What this task involves >>
Pictures aside, repeat every entry exactly.

Entries shown >>
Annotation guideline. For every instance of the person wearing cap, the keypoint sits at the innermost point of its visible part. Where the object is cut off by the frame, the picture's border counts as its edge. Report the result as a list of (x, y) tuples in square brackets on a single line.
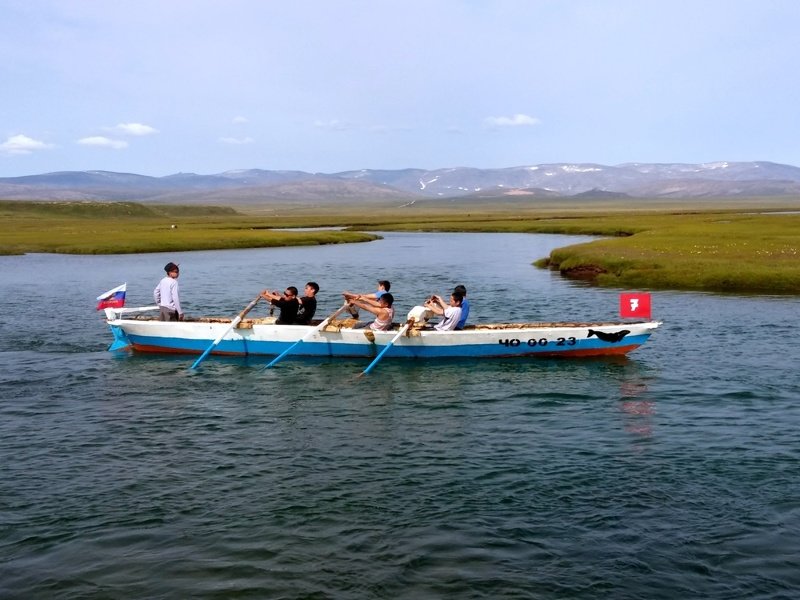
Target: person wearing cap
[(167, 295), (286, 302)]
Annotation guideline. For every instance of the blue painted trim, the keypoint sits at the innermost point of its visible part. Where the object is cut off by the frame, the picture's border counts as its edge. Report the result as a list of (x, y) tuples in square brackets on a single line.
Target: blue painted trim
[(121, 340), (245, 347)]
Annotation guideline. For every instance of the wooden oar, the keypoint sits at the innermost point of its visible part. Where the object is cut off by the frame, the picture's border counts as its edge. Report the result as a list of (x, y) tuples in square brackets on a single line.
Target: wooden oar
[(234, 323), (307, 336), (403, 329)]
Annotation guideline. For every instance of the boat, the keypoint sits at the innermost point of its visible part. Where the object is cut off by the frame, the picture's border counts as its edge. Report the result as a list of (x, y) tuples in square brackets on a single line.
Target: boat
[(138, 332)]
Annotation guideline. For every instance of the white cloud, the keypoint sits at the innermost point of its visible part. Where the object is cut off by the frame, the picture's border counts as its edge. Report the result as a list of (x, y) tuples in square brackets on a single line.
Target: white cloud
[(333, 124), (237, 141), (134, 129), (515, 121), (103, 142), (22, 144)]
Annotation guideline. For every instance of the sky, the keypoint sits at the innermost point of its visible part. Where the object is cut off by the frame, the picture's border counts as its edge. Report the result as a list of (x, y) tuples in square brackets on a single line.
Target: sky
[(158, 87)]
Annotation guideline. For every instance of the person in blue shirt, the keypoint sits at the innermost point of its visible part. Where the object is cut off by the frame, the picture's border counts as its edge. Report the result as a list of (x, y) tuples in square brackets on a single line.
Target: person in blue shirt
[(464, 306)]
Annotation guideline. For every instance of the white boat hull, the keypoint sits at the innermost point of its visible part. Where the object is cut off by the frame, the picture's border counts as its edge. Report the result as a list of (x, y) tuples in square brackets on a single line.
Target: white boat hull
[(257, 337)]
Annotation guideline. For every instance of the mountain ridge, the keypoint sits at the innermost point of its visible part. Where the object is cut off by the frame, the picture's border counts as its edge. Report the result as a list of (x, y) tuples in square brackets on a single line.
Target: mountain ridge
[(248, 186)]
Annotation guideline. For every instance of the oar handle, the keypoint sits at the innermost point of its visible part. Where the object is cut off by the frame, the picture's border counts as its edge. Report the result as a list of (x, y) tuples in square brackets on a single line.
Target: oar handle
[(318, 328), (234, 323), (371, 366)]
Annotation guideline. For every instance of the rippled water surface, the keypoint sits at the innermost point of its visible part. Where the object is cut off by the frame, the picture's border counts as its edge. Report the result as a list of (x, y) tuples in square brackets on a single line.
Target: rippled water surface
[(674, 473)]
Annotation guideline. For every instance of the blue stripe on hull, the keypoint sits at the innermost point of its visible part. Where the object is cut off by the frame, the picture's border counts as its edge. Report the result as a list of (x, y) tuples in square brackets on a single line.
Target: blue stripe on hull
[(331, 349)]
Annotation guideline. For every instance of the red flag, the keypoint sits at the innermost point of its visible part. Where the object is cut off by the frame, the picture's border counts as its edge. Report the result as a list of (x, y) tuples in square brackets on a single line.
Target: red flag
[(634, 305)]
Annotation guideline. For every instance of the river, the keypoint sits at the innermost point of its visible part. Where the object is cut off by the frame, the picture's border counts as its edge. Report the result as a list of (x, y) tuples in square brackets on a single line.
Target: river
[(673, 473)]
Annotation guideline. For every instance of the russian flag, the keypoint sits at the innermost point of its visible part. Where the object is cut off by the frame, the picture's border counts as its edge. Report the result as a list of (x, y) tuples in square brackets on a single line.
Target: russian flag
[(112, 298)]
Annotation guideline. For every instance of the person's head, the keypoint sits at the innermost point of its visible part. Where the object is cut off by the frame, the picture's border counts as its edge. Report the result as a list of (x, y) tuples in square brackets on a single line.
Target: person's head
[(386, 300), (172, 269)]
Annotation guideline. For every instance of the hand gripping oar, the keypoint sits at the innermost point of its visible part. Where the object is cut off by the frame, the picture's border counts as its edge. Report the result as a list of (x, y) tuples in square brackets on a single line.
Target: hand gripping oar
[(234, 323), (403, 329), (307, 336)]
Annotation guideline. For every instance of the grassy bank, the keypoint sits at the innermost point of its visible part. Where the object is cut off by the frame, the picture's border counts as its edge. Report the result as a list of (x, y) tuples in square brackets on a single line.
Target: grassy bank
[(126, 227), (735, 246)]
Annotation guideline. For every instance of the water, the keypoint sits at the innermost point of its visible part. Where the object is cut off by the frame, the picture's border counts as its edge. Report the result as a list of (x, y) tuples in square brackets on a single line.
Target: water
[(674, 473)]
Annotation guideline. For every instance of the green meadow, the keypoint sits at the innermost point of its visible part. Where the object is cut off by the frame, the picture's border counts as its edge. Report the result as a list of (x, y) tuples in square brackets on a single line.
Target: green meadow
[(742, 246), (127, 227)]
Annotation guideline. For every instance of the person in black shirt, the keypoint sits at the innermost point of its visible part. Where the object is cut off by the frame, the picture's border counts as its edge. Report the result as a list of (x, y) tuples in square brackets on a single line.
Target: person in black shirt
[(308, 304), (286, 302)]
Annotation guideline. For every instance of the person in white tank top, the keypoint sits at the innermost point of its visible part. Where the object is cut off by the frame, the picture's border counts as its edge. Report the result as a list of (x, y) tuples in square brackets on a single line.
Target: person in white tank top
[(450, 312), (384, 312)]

Problem solution >>
Annotation guideline. For every instance of the person wearing cap, the keypoint sits at the innermost point of its visible part. Where the object is cut off by the frame, the picture's border counts as its edge. Report the result as a list of (x, y) tuples in square brackets on a single line.
Target: person wearing cap
[(167, 295), (286, 302)]
Annotation guideline. For every instance of the blue painted trim, the keypoint sits at the innermost point of its visible part. Where the object is cut off by the frame, the picture's border counts as its edge. Report the result as a list of (x, y) tuples in square brackets on a single line.
Target: blue painted trim
[(121, 340), (245, 347)]
Annotation guideline. For every instance of the wooden oar, the keypoint sits at the innermost point of its visible part. Where the object is cut off by the frame, the picture's border counts as its edge. Report the result as a list of (x, y) tuples in square brackets on a single line.
Target: wooden oar
[(234, 323), (307, 336), (403, 329)]
Annotation guideline. For every instance of the boat, the keypoint sits at the innermost point of its visible part. Where the object is cut off by the frame, the picture's border counts as its edge. Report the result as a list of (x, y) tuples in square brackets on a single line.
Target: boat
[(138, 332)]
Annotation guideline. For every instance of the white cloud, the keypoint sits at the innermost point of its visible part. Where the object is cut off by the frame, the picture's border counts as its edge. Report the result as a list of (x, y) tuples in square brackets on a single line.
Target: white cloud
[(333, 124), (237, 141), (134, 129), (515, 121), (103, 142), (22, 144)]
Annotation guideline. For every instance of the sky, the keypoint sits at the innermost point of its visible part. Where the object is cut off by the frame, the picture's border counts as its edge. Report the result as a list of (x, y) tuples in square brackets on a single line.
Target: sky
[(158, 87)]
Annotation guideline. For every instance of the person in blue shirt, the keypoint sits at the innermost point of its visible part. Where the object is cut off by the frame, the picture's border counts as its edge. Report the result as a list of (x, y) tuples in square brackets on a single line.
Target: person in blue shirt
[(464, 306)]
Annotation guideline. For every instance of the white boat hull, the keypoint sits at the innermost point of its visible part. Where the object is cut off by the frame, the picture's border counts as its edge. Report the result as a list of (x, y) tuples in square brackets on a single line.
Target: white boat hull
[(257, 337)]
Annotation guideline. For every instance of the mountain ridge, the keypoint sits at the innermost point of its visible part. Where the object is cut off by the frame, the picture's border counts as its edge. Report the result as a list of (x, y) tuples in square brackets on a single line.
Target: mountain ridge
[(248, 186)]
Annotation guideline. For every instance of the oar handle, the keypoint sits at the innermost point of its visible part. Where the object is cut off by the frame, the picture's border counts as its edge. Report the result as a list of (x, y) tuples in square brackets on a single line.
Target: oar handle
[(318, 328), (234, 323), (371, 366)]
Annotation guideline. For every instance of the rippled water surface, the keypoint sits at the innermost point of its visible part. Where the object is cut off by the frame, the picture's border counts as its edge. Report the result as a list of (x, y) tuples in square brackets on a single line.
Target: rippled water surface
[(674, 473)]
Annotation guideline. For every instance of the blue stripe on hull, the keypoint sits at the innermost point of its visible part. Where the object is cut off by the frame, the picture's border counts as its edge. Report the result as a list of (x, y) tuples in square brackets on a single line.
Target: blue stripe on hull
[(331, 349)]
Annotation guideline. For every instance of the red flag, the keypoint sits at the innermost point of its visible part. Where the object is cut off by the frame, the picture's border counts as its edge. Report the result as a list of (x, y) tuples in square brackets on a single line.
Target: red flag
[(634, 305)]
Annotation guideline. For every instance of the river, the keypoint sits at the innermost point of its visible part. Where the object is cut off by the frame, the picture's border counts as its edge. Report the result as a list of (x, y) tuples in square brackets on a single line.
Target: river
[(673, 473)]
Annotation guideline. For every instance of the russian flag, the keypoint sits at the innermost point of its visible part. Where the object is cut off by the frame, the picture's border counts as its edge. Report the result as a list of (x, y) tuples in square brackets on a single line.
Target: russian flag
[(112, 298)]
Annotation guideline. For every instance of the person's head, the keypoint sits at the innermost point of its visible part. Where the object is cut off by the frame, the picture's border counts as its edge. Report the result as a list of (x, y) tuples in square brackets on a single line.
Target: person's head
[(386, 300), (172, 269)]
Annotation guideline. For every instance of the hand gripping oar, the keypoint sits at the innermost point of its visible part. Where the object is cut off by the frame, the picture's border counts as its edge. Report the result as a list of (x, y) tuples in square brackets on a single line.
Target: hand gripping oar
[(234, 323), (403, 329), (307, 336)]
Annotation guideline. For every instance of the grassy bank, the keypoint sits at the innermost point of its visible part. Where the object is cut off by the frame, the picture's border counts as its edge. Report the result as a list of (x, y) tuples in square brackets on a single line.
Target: grassy bank
[(126, 227), (735, 246)]
Annotation guideline. For every instance of the water, the keypoint sits at the innermost point of its visible part. Where the object is cut off by the frame, the picture's border counts as its edge. Report the result as a list of (x, y) tuples in square brackets on a single line.
Target: water
[(674, 473)]
Annotation guideline. For every instance of the green meadow, the keypoint sits at the innermost point of its visible part. Where the object is cut off by the frame, the picture's border counts as its edge. Report the result as a list of (x, y) tuples in square brackets on a single line.
Target: green meadow
[(742, 246), (127, 227)]
Annotation guideline. For every instance of the person in black shirt, the keypoint sits at the innermost point of its visible part. Where the object is cut off by the frame, the picture's border counts as its edge. Report the result as a list of (x, y) tuples in square brackets on a single line.
Target: person in black shirt
[(308, 304), (286, 302)]
Annotation guideline. For every instance of the person in white tank top, the keypoint sits at the innermost point of its visible part. Where the object is cut off by the frame, the picture's border counts as its edge. Report the result as a list of (x, y) tuples in square brackets on a single line.
Target: person in white tank top
[(450, 312), (384, 312)]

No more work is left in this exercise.